### What this task involves
Go through the listing below and output exactly the line with "box: [581, 327, 728, 411]", the line with "negative clicks: (667, 303)", and each line between; omit the rest.

### Material supplied
►
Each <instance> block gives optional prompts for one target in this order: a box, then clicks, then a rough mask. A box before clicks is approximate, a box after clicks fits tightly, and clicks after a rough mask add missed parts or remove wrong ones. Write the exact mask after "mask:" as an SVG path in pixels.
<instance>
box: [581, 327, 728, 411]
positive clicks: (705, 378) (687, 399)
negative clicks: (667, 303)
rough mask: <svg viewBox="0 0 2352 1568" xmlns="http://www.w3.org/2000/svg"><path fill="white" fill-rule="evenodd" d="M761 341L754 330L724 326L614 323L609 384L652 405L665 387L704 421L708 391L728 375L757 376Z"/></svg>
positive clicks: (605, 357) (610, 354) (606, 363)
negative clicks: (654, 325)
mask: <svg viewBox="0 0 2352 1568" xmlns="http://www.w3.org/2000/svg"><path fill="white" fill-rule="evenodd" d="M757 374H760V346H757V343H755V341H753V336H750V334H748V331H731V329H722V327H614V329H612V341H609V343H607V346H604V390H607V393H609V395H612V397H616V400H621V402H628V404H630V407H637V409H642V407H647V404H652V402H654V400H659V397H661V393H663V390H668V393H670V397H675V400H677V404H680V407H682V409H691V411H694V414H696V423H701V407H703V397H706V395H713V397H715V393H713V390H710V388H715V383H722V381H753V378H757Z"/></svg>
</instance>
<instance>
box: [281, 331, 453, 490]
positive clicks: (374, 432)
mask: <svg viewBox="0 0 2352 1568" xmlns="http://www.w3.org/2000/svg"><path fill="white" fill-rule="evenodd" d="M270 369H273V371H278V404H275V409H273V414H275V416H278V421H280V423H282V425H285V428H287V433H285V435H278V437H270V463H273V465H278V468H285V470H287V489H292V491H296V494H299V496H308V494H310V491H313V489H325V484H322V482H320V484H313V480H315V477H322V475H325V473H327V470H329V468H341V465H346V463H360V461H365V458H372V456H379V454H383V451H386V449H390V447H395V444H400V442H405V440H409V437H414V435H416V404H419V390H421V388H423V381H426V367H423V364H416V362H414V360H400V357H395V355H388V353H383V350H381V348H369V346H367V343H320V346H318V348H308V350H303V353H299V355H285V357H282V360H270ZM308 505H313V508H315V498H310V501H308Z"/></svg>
◄
### Written answer
box: [581, 327, 728, 411]
positive clicks: (705, 378) (687, 399)
negative clicks: (667, 303)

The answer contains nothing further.